WHAT YOU WILL DO: For the data below, restate word for word only the lines from the line containing "bicycle in the photo above." through the line containing "jersey sleeve in the photo above.", both ends included.

Saved entries:
= Beginning of Section =

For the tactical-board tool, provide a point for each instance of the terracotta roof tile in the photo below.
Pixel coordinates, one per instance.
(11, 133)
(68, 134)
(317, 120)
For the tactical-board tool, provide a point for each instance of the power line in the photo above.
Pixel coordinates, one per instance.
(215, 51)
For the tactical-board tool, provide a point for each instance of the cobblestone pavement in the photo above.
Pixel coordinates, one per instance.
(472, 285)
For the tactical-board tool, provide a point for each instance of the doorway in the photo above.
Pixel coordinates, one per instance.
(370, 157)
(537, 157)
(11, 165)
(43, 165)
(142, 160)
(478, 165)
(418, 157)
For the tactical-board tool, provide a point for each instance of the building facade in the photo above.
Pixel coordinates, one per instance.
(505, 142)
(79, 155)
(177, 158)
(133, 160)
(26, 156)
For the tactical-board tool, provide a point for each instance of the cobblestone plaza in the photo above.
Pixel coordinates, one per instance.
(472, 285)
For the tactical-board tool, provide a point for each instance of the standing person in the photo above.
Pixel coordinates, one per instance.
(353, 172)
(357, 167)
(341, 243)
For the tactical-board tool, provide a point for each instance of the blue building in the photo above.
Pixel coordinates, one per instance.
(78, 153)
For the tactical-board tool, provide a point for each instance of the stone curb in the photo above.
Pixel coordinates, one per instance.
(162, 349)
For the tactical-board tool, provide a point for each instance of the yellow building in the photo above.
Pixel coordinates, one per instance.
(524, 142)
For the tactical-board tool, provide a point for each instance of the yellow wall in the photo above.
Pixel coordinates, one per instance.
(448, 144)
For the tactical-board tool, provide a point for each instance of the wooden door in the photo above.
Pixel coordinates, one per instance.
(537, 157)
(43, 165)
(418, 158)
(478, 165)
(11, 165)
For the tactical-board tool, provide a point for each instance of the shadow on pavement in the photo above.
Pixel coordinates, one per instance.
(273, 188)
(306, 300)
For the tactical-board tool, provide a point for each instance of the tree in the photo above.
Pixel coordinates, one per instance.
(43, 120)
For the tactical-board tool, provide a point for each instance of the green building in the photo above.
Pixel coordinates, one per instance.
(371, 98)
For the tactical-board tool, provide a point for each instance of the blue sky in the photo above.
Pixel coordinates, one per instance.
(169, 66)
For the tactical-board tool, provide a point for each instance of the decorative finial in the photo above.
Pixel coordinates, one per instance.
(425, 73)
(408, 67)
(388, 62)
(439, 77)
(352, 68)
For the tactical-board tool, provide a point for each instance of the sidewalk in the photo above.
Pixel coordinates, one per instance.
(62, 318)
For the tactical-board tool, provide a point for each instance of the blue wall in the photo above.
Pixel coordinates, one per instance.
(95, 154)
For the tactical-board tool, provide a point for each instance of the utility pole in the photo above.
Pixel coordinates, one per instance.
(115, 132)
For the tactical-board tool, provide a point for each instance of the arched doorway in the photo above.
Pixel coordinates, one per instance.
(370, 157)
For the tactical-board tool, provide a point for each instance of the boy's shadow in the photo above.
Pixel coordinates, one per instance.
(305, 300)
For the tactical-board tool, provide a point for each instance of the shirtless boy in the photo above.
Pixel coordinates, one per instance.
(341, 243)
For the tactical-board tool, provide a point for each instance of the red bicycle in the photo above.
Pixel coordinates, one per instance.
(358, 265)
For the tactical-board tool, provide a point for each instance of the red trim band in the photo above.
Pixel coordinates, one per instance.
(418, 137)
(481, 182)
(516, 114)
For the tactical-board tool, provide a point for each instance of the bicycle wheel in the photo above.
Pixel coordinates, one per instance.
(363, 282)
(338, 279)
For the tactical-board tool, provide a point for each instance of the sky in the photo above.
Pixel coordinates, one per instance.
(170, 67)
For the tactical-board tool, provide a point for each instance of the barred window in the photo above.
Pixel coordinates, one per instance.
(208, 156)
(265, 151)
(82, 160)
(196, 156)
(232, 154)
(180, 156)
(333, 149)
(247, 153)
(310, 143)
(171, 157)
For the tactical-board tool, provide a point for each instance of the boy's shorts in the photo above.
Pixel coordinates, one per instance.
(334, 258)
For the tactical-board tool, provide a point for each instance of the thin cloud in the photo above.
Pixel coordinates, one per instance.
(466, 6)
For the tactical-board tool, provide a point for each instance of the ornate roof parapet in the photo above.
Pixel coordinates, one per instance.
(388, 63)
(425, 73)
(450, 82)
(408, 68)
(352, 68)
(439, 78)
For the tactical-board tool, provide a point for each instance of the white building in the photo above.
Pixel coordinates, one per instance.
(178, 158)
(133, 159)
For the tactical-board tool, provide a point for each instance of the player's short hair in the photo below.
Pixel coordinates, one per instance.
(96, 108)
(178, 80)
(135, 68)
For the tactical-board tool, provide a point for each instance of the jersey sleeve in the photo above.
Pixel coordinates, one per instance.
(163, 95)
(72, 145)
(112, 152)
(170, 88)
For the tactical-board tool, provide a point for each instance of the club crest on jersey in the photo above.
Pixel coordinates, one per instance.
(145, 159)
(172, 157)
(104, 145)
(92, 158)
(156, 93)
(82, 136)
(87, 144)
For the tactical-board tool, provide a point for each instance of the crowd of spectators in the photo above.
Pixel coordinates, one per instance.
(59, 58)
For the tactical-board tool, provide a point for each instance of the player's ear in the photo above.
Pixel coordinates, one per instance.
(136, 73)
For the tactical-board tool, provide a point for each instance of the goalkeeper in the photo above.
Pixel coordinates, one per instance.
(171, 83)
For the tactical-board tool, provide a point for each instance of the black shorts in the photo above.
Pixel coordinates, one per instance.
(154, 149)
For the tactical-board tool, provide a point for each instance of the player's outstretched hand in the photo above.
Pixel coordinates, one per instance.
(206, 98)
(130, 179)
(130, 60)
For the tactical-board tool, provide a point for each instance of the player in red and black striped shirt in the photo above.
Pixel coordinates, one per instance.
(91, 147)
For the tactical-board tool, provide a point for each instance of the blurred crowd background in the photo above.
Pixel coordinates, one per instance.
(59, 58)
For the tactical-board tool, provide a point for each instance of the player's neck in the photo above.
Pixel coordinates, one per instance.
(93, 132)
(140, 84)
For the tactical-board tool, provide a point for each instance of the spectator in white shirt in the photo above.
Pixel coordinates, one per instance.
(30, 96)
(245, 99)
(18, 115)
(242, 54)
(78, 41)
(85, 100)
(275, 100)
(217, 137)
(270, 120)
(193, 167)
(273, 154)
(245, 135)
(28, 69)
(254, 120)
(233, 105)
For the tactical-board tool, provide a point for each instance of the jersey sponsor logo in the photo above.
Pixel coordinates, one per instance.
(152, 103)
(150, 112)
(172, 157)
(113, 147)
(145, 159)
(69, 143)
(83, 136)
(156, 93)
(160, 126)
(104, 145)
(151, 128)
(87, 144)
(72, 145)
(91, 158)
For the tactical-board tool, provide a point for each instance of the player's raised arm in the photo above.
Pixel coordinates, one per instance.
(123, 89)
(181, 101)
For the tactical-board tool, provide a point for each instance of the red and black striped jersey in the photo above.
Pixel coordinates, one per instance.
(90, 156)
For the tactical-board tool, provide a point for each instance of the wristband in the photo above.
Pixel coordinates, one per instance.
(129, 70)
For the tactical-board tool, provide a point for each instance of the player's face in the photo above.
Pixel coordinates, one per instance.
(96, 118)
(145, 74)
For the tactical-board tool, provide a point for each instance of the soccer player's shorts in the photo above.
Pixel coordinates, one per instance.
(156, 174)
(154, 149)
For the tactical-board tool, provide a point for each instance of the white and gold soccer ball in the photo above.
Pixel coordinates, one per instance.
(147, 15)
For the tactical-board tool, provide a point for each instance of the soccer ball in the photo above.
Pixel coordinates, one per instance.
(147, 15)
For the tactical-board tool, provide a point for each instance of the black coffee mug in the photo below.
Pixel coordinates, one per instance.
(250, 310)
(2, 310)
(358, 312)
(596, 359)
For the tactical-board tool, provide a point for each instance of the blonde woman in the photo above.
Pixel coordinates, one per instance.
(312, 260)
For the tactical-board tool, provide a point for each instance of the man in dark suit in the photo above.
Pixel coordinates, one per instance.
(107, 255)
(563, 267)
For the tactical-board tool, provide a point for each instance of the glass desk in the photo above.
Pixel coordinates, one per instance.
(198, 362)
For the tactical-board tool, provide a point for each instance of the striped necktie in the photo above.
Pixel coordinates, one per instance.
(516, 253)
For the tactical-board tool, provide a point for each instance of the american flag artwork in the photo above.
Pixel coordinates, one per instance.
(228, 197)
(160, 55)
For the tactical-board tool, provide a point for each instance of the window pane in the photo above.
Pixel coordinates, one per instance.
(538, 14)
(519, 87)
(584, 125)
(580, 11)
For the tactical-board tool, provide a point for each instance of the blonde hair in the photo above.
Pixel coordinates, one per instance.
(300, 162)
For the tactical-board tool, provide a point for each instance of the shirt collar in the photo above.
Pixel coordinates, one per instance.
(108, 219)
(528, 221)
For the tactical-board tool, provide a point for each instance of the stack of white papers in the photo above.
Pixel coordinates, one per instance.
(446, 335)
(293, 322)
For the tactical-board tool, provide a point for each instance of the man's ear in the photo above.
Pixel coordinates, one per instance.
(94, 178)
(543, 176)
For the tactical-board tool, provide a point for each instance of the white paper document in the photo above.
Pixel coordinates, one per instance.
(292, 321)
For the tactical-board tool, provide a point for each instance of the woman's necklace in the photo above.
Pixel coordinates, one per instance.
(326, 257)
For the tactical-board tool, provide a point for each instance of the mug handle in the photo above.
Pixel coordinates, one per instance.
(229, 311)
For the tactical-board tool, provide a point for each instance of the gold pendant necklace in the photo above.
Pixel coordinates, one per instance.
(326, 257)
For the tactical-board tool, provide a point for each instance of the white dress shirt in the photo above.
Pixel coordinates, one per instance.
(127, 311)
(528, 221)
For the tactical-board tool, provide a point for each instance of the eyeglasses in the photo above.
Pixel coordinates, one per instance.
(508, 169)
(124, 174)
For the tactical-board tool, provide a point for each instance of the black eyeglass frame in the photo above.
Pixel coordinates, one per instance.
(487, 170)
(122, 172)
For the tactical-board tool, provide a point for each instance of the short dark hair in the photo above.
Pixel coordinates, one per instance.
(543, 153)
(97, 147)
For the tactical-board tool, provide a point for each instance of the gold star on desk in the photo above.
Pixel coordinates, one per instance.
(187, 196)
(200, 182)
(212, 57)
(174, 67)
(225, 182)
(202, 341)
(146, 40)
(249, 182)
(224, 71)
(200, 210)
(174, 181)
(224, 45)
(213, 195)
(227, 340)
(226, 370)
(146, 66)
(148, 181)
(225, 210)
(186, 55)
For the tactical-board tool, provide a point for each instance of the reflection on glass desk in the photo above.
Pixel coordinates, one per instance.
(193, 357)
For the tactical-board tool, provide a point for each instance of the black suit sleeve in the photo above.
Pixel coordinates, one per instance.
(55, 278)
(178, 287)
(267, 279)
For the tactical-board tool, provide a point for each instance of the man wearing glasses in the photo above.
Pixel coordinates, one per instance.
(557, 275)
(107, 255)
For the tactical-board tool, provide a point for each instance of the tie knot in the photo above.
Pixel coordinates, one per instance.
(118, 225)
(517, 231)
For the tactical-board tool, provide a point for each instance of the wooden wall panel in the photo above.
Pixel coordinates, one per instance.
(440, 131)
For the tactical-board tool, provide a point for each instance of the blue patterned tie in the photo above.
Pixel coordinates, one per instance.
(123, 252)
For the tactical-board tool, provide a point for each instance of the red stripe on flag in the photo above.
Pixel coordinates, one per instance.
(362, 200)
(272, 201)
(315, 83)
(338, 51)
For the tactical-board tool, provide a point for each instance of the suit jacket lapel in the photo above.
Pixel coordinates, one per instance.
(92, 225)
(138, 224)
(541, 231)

= End of Section =

RESULT BELOW:
For the tactical-board tool, provide a point for each instance of the red bicycle in the photo above.
Pixel coordinates, one per instance.
(358, 265)
For the tactical-board tool, provide a point for each instance of the red trim band in the photo above.
Pixel coordinates, one per instance.
(418, 137)
(481, 182)
(516, 114)
For the tactical-board tool, provide a point for each instance of the bicycle wheel in the photo above.
Pixel coordinates, one per instance.
(363, 282)
(338, 279)
For the tactical-board tool, provide a point for each instance of the sky in the photo above.
Pixel coordinates, one per instance.
(170, 67)
For the tactical-board tool, provide a point for each instance of the barred window in the photo above.
Pixel coordinates, one per instance.
(208, 156)
(265, 151)
(82, 160)
(196, 156)
(232, 154)
(180, 156)
(333, 149)
(247, 153)
(310, 143)
(171, 157)
For the tactical-board tool, provide a point for each instance of the boy's shorts in the photo above.
Pixel coordinates, one per instance.
(334, 258)
For the tactical-board tool, provide a point for each instance of the thin cloud in the photo above.
Pixel coordinates, one per instance.
(466, 6)
For the tactical-board tool, provide a point for each instance of the ornate roof parapet in the photo above.
Pixel coordinates, one per instance.
(388, 63)
(425, 73)
(450, 82)
(408, 68)
(352, 68)
(439, 78)
For the tactical-board tool, provide a point for each instance of the white building in the photo above.
Pixel coordinates, one per instance.
(178, 158)
(133, 159)
For the tactical-board tool, provide a point for each instance of the player's short hair in the photo below.
Pixel coordinates, one per instance.
(96, 108)
(178, 80)
(135, 68)
For the tactical-board tool, provide a point for each instance of the jersey sleeve in the photo above.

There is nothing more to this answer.